§ **Что требуется**:
**A.** Пожалуйста, обновите фрагмент о Большом театре, начиная со слов «Ровно такая же» и заканчивая словами «пишет Михаил Чулаки.», заменив «тренировочным классам» на «учебным классам».
**B.** Какого числа, согласно фрагменту о Большом театре, Самуил Самосуд жаловался Льву Мехлису на то, из кого состоит Большой театр?
=== Фрагмент источника ===
Но пришло время — после 1917 года, — когда сама Екатерина Гельцер распоряжалась, кому и что танцевать, будучи уже в солидном возрасте, заслоняя собой талантливую молодежь.
Ровно такая же атмосфера царила в Большом театре и в советское время, когда окончившие училище молодые артисты приходили в труппу. Заработная плата их была далека от ожидаемой, а стоять в очереди приходилось долго, «пока в результате передвижек за счет “стариков”, уходящих на пенсию, они достигнут благосостояния, эквивалентного затрате физических сил и расходу нервной энергии! А ведь они не могут прирабатывать по совместительству на общих основаниях, ибо с первых дней работы в театре и до выхода на пенсию они с утра до ночи целиком отдают себя театру: тренировочным классам, репетициям, спектаклям — вот куда без остатка уходят силы, сравнимые лишь с затратой энергии у людей тяжелых грузоподъемных профессий, не говоря уже об износе нервной системы!» — пишет Михаил Чулаки.
Вот почему так важно для молодых артистов иметь солидную поддержку на самом верху, как в том случае с Софьей Головкиной. А когда молодость проходит — поддержка нужна в еще большей степени. Традиция эта давняя, на что указывал еще Самуил Самосуд. Придя в Большой театр новым главным дирижером, он был немало удивлен сложившейся неприглядной картиной, убеждающей нас в том, что с шаляпинских времен мало что изменилось. «Из кого состоит Большой театр? — жаловался он Льву Мехлису 7 апреля 1936 года. — Из кучки актеров, вернее, бывших актеров, как Обухова, Держинская, Петров, Савранский и ряд примыкающей молодежи — Микенский, Козловский. Часть из них потеряла и обаяние, и силу, и голос и сейчас уже не влияет. Молодежи там нет. Они ее просто не пускали. Есть полуфабрикат, который может через год-полтора, а некоторые и сейчас, кое-что дать. Из них состоит труппа. Очень недурной кордебалет и очень слабые солисты. Дух в балете необычайно демократический, уж зло демократический. Там все вопросы решаются скопом. Соберутся после звонка и обсуждают, что делать, что ставить и т. д. Выдвигается не тот, кто талантливее, а тот, кто наглее, кто лучше умеет сказать… В Большом театре испокон веков завелась такая вещь, что через голову дирекции разговаривают со всеми. Когда был Енукидзе[84]
, то, когда Маня или Таня были недовольны, обращались к Енукидзе. Знаю, что наши все артисты встречаются с высокими товарищами. Банкеты бывают у того или другого наркома… Если бы это было в Ленинграде, то такому театру не разрешили бы существовать». Самуилу Абрамовичу так и не удалось эту порочную практику — он назвал ее «купеческой» — поломать.
=== Фрагмент данных ===
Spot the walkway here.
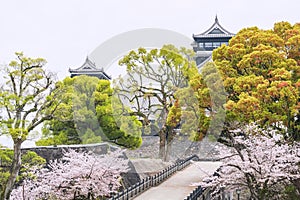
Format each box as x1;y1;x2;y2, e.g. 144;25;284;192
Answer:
134;162;221;200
===
§ **Решённые задачи**:
**A.**
Ровно такая же атмосфера царила в Большом театре и в советское время, когда окончившие училище молодые артисты приходили в труппу. Заработная плата их была далека от ожидаемой, а стоять в очереди приходилось долго, «пока в результате передвижек за счет “стариков”, уходящих на пенсию, они достигнут благосостояния, эквивалентного затрате физических сил и расходу нервной энергии! А ведь они не могут прирабатывать по совместительству на общих основаниях, ибо с первых дней работы в театре и до выхода на пенсию они с утра до ночи целиком отдают себя театру: учебным классам, репетициям, спектаклям — вот куда без остатка уходят силы, сравнимые лишь с затратой энергии у людей тяжелых грузоподъемных профессий, не говоря уже об износе нервной системы!» — пишет Михаил Чулаки.

**B.** 7 апреля 1936 года.